**Reading text**
Much less satisfying, unfortunately, is Lind as Jud’s characterless girlfriend and White as Jud himself, who suffers from being (like the protagonist Creed in the other movies) essentially passive. Even when Jud and his contemporaries randomly stumble upon the secret of the cemetery and unconvincingly decide to do something about Timmy there’s little sense, as there is with his father, that he’s a man with a mission. Indeed, a film about the older Crandall and those others who’ve been fighting the same fight for a long time (a postal worker played by Pam Grier, the mayor played by Matt Holland) might have been a more interesting one.
Visually, Pet Sematary is above average with some original shots from director Beer and cinematographer Benjamin Kirk Nielsen lifting the atmosphere of mist, darkness, and earth tones. The period details of the late-’60s setting are nicely handled without being overdone, and Brandon Roberts’s music is complemented by a well-chosen selection of more or less era-appropriate songs. Particularly ominous is Creedence Clearwater Revival’s “Bad Moon Rising”, released at the precise time the film is set.
It’s the writing that lets down Pet Sematary: Bloodlines. Certainly, there’s no shortage of ideas here: repeated references to trucks speeding down a local road, clearly referring to a major event in the novel and other films, implying that history repeats itself in Ludlow under the influence of the Indian cemetery. There’s one great gag on the much-quoted line “sometimes dead is better”, and more seriously, the secret, successful efforts of Jud’s father to keep his son out of the Vietnam draft are pointedly in contrast to the way that Timmy’s father tries to undo his son’s death there.
This class perspective on small-town America is barely explored, though, and nor is much else. For example, the possibility that efforts by Jud’s father and the other older adults to “keep it from spreading” are themselves similar to America’s anti-Communist mission in Vietnam, or the way a memorial to fallen soldiers in a local church, reading “your deeds live on”, suggests another approach to life after death.
Omitting to follow these up any further is only a mild disappointment, however, compared with the script’s bigger shortcomings. A hospital sequence toward the end simply doesn’t make sense because it doesn’t seem plausible nobody else would know Timmy’s father had received his son’s body; an unnecessary flashback to Ludlow in the 17th-century carries something of a Horrible Histories air; and, most damagingly, the way that Jud, Manny, and the other young people become involved with the burial ground is jarringly clumsy.

**What the exercise asks**
In the review of Pet Sematary: Bloodlines, retype the passage from "Visually, Pet Sematary" to "film is set." word for word. Work only from the review above and nothing else.

**Listed records**
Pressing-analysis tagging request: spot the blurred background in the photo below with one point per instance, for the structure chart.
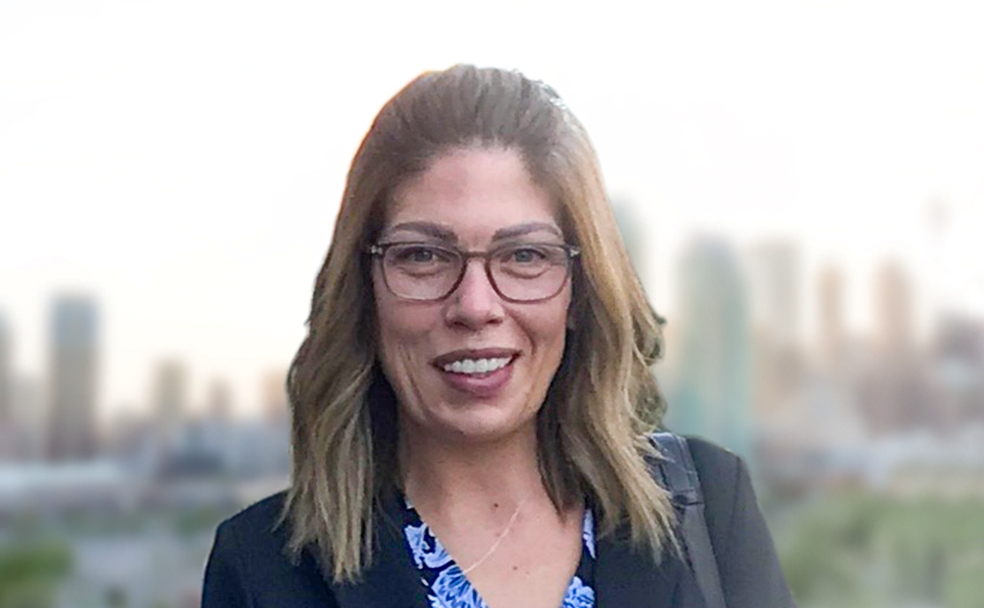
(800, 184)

* * *

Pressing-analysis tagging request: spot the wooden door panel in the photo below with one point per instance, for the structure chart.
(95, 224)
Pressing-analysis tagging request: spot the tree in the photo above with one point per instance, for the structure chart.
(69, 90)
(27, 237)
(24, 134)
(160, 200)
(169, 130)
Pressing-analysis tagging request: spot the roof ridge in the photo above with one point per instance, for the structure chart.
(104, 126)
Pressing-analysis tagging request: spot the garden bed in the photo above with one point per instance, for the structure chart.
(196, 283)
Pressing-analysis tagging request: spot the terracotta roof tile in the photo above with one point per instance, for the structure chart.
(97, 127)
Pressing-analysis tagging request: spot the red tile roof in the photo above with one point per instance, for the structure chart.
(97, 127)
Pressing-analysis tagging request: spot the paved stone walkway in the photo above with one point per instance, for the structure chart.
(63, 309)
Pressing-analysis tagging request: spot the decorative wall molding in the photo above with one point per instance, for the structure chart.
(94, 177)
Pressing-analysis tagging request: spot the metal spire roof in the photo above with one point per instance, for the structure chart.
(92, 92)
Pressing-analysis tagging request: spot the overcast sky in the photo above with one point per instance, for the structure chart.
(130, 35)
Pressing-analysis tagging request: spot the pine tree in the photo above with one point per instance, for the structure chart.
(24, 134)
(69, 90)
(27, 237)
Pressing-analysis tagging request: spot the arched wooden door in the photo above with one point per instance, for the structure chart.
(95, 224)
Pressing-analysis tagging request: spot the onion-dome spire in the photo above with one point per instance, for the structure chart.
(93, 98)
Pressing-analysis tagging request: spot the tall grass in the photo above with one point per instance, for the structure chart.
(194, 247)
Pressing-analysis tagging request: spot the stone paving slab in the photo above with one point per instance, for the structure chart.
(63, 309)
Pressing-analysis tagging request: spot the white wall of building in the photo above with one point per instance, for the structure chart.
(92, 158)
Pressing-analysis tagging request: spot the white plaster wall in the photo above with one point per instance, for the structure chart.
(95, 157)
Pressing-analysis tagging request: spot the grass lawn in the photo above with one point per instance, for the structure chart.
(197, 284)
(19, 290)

**Exercise response**
Visually, Pet Sematary is above average with some original shots from director Beer and cinematographer Benjamin Kirk Nielsen lifting the atmosphere of mist, darkness, and earth tones. The period details of the late-’60s setting are nicely handled without being overdone, and Brandon Roberts’s music is complemented by a well-chosen selection of more or less era-appropriate songs. Particularly ominous is Creedence Clearwater Revival’s “Bad Moon Rising”, released at the precise time the film is set.